Work instructions.
(a) Output the text on liens for towing and storage word for word, from "However, if the" to "the written estimate.".
(b) Pick up the text on liens for towing and storage where it stops and continue it.

Supplied text.
_ _ _
However, if the bailee of a motor vehicle, motor boat or aircraft has
furnished a written estimate of the cost of towing, storage,
maintenance, repair or any other service on such motor vehicle, motor
boat or aircraft, any lien sought by such bailee for such service may
not be in an amount in excess of the written estimate.
2. A person who tows and stores a motor vehicle at the request of a
law enforcement officer authorized to remove such motor vehicle shall be
entitled to a lien for the reasonable costs of such towing and storage,
provided that such person, within five working days from the initial
towing, mails to the owner of said motor vehicle a notice by certified
mail return receipt requested that contains the name of the person who
towed and is storing said motor vehicle, the amount that is being
claimed for such towing and storage, and the address and times at which
said motor vehicle may be recovered. Such notice shall further state
that the person mailing said notice claims a lien on said motor vehicle
and that said motor vehicle shall be released to the owner thereof or
his or her lawfully designated representative upon full payment of all
charges accrued to the date that said motor vehicle is released. A
person who mails the foregoing notice within said five day period shall
be entitled to a lien for storage from and after the date of initial
towing, but a person who fails to mail such notice within said five day
period shall only be entitled to a lien for storage from and after the
date that the notice was mailed. A failure to mail such notice in a
timely fashion shall not affect a lien for towing.
3. The provisions of this section shall not apply to a person who tows
and stores a motor vehicle at the request of a law enforcement officer
where such request is made pursuant to the provisions of a local law or
ordinance regulating the towing and safekeeping of stolen or abandoned
vehicles within such locality and which requires such motor vehicle to
be turned over to the locality after a specified period of time.
4. The lien provided herein shall not inure to the benefit of any
person required to be registered as a motor vehicle repair shop pursuant
to article twelve-A of the vehicle and traffic law who is not so
registered.
_ _ _
Given data.
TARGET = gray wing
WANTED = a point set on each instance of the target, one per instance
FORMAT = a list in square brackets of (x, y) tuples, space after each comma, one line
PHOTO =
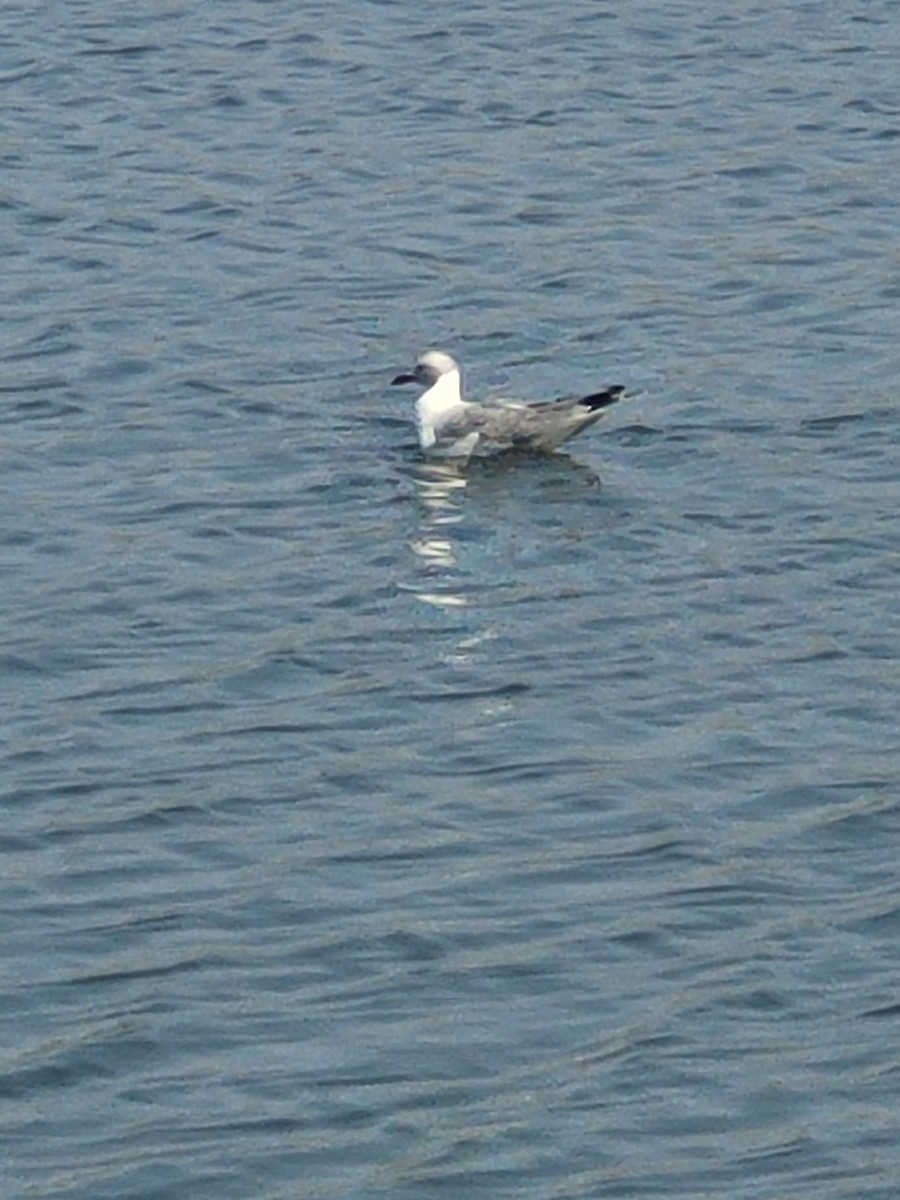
_ _ _
Answer list.
(a)
However, if the bailee of a motor vehicle, motor boat or aircraft has
furnished a written estimate of the cost of towing, storage,
maintenance, repair or any other service on such motor vehicle, motor
boat or aircraft, any lien sought by such bailee for such service may
not be in an amount in excess of the written estimate.

(b)
5. A person who tows and stores a motor vehicle at the request of a
law enforcement officer authorized to remove such motor vehicle, and who
seeks to assert a lien for the storage of such motor vehicle pursuant to
subdivision two of this section shall mail by certified mail, return
receipt requested, a notice pursuant to this subdivision to every person
who has perfected a security interest in such motor vehicle or who is
listed as a lienholder upon the certificate of title of such motor
vehicle pursuant to the vehicle and traffic law within twenty days of
the first day of storage. Such notice shall include the name of the
person providing storage of the motor vehicle, the amount being claimed
for such storage, and address and times at which the motor vehicle may
be recovered. The notice shall also state that the person providing such
notice claims a lien on the motor vehicle and that such motor vehicle
shall be released upon full payment of all storage charges accrued on
the date the motor vehicle is released. A person who mails such notice
within such twenty day period shall be entitled to a lien for storage
from and after the first date of storage. A person who fails to mail
such notice within such twenty day period shall only be entitled to a
lien for the amount payable for storage from and after the date the
notice was mailed. A failure to mail such notice in a timely fashion
shall not affect a lien for towing.
S 185. Lien of manufacturers and throwsters of silk goods. All persons
or corporations engaged in the business of manufacturing, spinning or
throwing silk into yarn or other goods, shall be entitled to a lien upon
the goods and property of others in their possession for the amount of
any account that may be due them, from the owners of such silk, by
reason of any work and labor performed, and materials furnished in or
about the manufacturing, spinning or throwing of the same, or other
goods, of such owner or owners. Such lien shall not be waived or
impaired by the taking of any note or notes for the moneys so due, or
for the work and labor performed and materials furnished.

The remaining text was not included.